Détails de la tâche:
Substituez « tape recorder » à « cassette recorder » dans les lignes allant de celle qui contient « of the perforated » jusqu'à la dernière ligne, sans rien modifier d'autre. Reproduisez ces lignes sans les images.

Lignes issues d'une collecte de données:
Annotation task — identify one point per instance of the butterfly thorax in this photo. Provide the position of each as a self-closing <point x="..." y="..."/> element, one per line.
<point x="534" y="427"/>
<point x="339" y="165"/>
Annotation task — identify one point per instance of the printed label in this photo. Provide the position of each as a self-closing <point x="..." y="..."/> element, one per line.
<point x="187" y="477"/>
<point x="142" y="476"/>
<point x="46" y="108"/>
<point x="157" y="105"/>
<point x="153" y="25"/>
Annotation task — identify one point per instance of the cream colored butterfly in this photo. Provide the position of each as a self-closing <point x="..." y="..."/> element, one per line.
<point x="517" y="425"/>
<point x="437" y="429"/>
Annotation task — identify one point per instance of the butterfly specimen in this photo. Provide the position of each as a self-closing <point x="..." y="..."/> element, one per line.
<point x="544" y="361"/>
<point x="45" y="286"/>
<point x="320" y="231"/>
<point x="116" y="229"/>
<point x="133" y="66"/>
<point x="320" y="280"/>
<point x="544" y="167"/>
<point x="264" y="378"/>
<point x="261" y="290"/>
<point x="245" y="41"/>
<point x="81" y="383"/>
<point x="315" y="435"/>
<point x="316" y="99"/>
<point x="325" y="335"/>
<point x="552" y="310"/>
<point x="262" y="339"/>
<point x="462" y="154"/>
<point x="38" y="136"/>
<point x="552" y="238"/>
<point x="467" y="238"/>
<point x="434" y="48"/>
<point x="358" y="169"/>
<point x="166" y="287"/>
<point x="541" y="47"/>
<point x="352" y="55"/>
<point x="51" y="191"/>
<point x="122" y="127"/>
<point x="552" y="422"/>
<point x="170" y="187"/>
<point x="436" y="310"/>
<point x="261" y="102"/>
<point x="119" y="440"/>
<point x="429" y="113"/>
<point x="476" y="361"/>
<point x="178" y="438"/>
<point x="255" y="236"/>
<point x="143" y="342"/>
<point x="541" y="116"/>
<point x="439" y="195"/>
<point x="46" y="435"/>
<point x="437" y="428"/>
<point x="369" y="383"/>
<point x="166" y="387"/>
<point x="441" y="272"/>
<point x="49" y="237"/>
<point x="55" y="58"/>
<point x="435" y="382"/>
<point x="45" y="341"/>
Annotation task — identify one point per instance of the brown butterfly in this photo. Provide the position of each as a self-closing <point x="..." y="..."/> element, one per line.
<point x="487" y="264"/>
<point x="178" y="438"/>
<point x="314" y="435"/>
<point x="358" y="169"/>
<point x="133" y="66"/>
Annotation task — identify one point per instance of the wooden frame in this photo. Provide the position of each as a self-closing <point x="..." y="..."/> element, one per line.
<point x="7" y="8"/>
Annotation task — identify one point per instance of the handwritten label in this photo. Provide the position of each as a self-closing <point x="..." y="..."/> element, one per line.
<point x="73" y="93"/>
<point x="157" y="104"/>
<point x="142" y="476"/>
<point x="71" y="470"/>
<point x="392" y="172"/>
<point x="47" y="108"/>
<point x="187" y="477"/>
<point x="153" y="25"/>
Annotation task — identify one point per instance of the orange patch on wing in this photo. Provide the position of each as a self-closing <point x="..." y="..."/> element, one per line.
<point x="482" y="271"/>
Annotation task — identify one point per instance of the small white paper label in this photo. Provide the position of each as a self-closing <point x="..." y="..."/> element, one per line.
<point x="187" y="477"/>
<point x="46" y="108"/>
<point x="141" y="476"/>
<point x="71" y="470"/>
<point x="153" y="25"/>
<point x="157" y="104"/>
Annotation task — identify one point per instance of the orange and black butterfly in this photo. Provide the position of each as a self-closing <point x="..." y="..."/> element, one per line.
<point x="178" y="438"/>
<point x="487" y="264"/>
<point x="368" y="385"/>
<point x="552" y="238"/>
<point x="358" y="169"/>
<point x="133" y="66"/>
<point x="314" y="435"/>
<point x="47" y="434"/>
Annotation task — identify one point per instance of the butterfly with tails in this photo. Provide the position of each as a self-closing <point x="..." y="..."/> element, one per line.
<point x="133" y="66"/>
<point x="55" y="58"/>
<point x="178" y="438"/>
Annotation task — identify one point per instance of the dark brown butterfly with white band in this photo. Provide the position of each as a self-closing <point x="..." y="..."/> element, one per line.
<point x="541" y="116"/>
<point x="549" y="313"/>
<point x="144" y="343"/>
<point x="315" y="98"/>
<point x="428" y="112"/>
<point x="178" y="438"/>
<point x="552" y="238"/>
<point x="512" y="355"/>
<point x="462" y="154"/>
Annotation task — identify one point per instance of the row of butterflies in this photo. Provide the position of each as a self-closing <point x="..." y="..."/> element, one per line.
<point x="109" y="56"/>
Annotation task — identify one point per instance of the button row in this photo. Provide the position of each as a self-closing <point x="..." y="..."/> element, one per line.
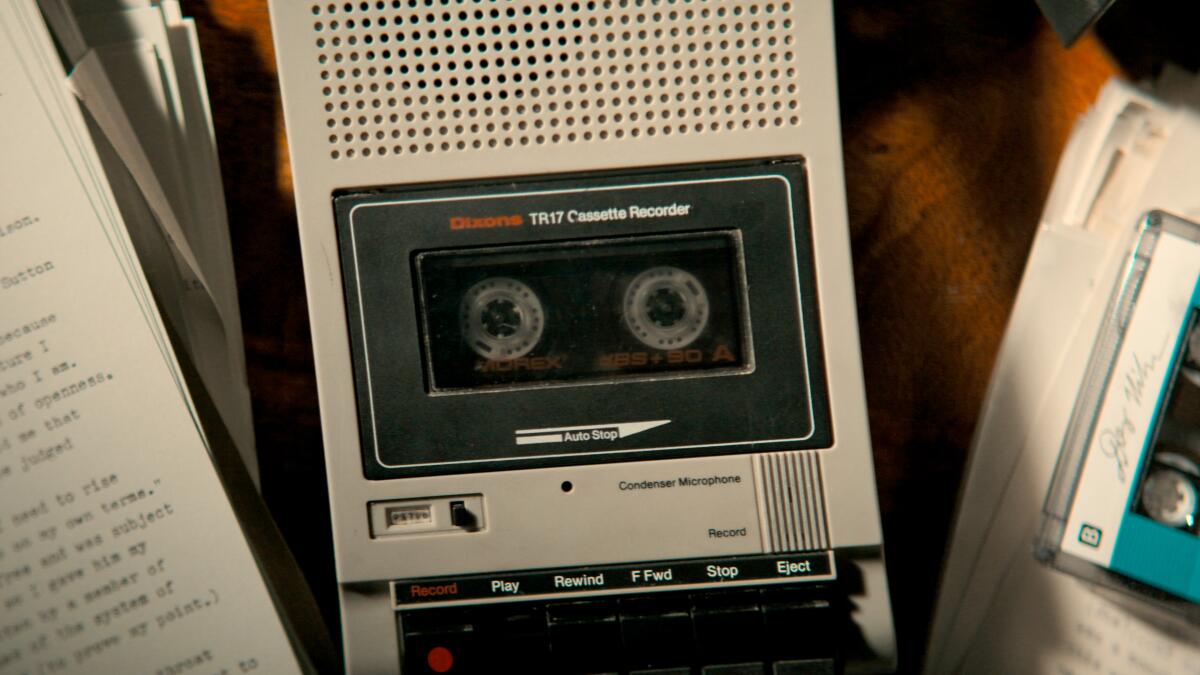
<point x="778" y="631"/>
<point x="598" y="579"/>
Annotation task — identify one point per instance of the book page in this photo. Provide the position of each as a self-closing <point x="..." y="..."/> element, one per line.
<point x="119" y="551"/>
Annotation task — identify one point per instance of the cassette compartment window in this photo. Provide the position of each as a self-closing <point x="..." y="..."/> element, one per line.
<point x="523" y="315"/>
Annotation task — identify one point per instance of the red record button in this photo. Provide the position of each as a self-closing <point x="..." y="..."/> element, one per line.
<point x="439" y="659"/>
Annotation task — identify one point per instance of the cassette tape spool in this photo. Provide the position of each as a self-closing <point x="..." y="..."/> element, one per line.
<point x="502" y="318"/>
<point x="666" y="306"/>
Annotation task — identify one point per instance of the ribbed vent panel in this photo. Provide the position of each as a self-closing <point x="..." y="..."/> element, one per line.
<point x="405" y="77"/>
<point x="793" y="501"/>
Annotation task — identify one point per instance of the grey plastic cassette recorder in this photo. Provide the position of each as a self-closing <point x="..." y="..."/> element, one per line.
<point x="585" y="334"/>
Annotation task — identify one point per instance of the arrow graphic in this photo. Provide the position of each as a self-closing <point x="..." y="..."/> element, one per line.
<point x="585" y="432"/>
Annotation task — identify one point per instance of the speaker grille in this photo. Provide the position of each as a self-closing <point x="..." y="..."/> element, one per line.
<point x="793" y="501"/>
<point x="403" y="77"/>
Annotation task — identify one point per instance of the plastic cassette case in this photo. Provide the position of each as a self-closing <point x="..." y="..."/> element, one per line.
<point x="1123" y="506"/>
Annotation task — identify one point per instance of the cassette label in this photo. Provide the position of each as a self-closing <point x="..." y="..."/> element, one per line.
<point x="582" y="310"/>
<point x="1135" y="502"/>
<point x="502" y="316"/>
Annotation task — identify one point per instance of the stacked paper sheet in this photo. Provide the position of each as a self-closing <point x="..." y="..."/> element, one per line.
<point x="136" y="67"/>
<point x="120" y="548"/>
<point x="1000" y="610"/>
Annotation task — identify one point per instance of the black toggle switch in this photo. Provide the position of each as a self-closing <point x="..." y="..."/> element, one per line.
<point x="460" y="517"/>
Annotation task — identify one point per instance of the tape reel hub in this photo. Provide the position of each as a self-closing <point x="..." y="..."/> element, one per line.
<point x="502" y="318"/>
<point x="666" y="308"/>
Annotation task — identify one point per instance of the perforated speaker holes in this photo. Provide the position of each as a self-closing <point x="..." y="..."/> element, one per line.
<point x="439" y="76"/>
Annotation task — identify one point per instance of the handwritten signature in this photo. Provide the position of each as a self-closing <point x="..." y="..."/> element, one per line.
<point x="1115" y="440"/>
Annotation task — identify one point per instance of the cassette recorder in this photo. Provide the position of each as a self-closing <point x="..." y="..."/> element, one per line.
<point x="1125" y="501"/>
<point x="583" y="322"/>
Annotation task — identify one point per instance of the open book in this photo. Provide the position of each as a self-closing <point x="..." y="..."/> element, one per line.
<point x="121" y="383"/>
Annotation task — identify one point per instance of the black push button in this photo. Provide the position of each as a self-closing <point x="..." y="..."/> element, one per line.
<point x="799" y="626"/>
<point x="450" y="651"/>
<point x="514" y="639"/>
<point x="585" y="637"/>
<point x="729" y="627"/>
<point x="657" y="633"/>
<point x="735" y="669"/>
<point x="805" y="667"/>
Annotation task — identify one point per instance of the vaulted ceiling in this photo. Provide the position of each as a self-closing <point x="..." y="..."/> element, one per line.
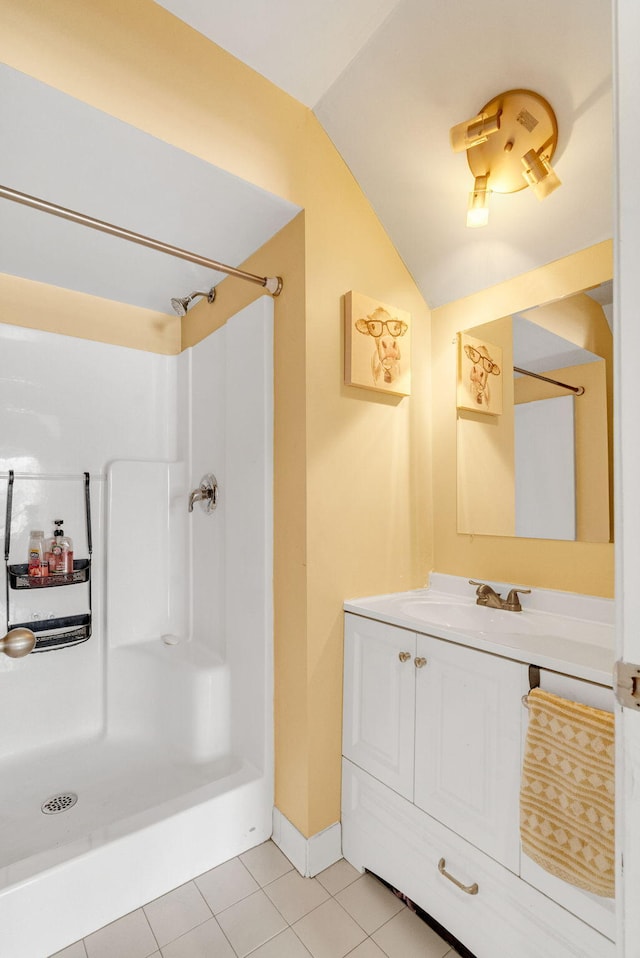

Réponse attendue:
Annotation task — identify one point per instance of the perforated speaker holes in this photo. Provide the position of each as a self-closing <point x="..." y="..."/> element, one per line.
<point x="439" y="76"/>
Annotation task — identify one point per instance of the handwritten signature in this photo. Provide the position of each as a self-closing <point x="..." y="..."/> element, one per line.
<point x="1115" y="440"/>
Annotation task — identify one point per instance of the tape recorder in this photo. Provide the position of each as a self-closing <point x="..." y="..."/> element, one per line.
<point x="1125" y="501"/>
<point x="583" y="322"/>
Annotation task — identify one point per instance of the open book in this photo. Provide the position of each as a self-closing <point x="..." y="..."/> element, one per line.
<point x="121" y="383"/>
Annotation task — identify one point per instance of the black push button in this photo. Provide the position of each as a self-closing <point x="..." y="..."/> element, one per line.
<point x="799" y="626"/>
<point x="450" y="651"/>
<point x="514" y="639"/>
<point x="585" y="637"/>
<point x="729" y="627"/>
<point x="657" y="633"/>
<point x="735" y="669"/>
<point x="805" y="667"/>
Annotation task — identify one point per instance of the vaulted ceiling in this photo. Provide the position of each as a self-closing <point x="..." y="..."/> element, one per line.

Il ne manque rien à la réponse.